Which lines in the material below contain the word "drop"? Return each of those lines in full.

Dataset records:
* begin *
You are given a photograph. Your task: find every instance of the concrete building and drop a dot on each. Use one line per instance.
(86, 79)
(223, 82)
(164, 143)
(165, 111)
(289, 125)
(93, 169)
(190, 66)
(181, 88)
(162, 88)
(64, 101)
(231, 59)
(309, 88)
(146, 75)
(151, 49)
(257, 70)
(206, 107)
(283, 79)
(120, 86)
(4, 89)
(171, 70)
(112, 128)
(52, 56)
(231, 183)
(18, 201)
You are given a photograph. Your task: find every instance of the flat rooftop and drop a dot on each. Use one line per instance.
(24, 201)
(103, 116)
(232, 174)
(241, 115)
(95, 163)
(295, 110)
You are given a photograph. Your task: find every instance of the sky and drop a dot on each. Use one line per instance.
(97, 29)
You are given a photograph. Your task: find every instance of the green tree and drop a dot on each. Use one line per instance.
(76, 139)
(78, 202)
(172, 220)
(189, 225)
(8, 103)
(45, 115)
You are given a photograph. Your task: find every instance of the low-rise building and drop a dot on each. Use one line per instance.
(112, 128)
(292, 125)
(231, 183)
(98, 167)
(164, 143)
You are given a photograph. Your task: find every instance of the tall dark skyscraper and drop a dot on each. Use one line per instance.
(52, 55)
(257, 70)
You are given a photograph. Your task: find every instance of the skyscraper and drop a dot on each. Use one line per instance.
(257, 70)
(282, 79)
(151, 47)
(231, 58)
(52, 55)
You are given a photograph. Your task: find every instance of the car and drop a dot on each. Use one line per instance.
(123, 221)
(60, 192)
* end *
* begin *
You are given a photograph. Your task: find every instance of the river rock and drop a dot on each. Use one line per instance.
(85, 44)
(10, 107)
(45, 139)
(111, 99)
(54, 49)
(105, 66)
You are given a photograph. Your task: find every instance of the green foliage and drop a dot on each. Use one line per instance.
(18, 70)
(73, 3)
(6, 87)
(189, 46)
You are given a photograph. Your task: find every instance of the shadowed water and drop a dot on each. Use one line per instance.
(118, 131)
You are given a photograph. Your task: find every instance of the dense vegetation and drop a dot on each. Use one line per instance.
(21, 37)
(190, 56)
* end *
FINAL RESULT
You are given a photograph. Your task: find every instance of the concrete building and drop a dot on each. Use one line per instance.
You are given a photograph. Your task: find every instance of the flat rooftop and drop a dot on each. Use one line per instance.
You are given a photograph. Your task: find every instance of the sky and drop a dot on each. Use one line per instance.
You are given a photograph. Your task: find every instance of the green tree and drop a dot on each. Use one line per instance.
You are given a photograph. Your task: find every instance of the low-rise building and drop a dot on each. Use one line per instance.
You are given a photograph. Your task: find every instance of the tall dark skyscraper and drop a dot on each. Use one line per instance.
You are given a photograph. Your task: find every instance of the skyscraper and drop a dot on each. Use one line per instance.
You are given a photograph. Your task: find every instance of the car and drop a dot on each. Use one line per instance.
You are given a photograph. Your task: find every instance of the river rock and drop a dot on each. Use one line per instance.
You are given a photograph. Your task: find every instance of the green foliage and drop a dot on each. Use one line per instance.
You are given a photograph. Your task: find every instance of the shadowed water and drop a dot on each. Use one line per instance.
You are given a photograph. Your task: find every instance of the dense vegetation and drop a dot on each. Use one line per instance.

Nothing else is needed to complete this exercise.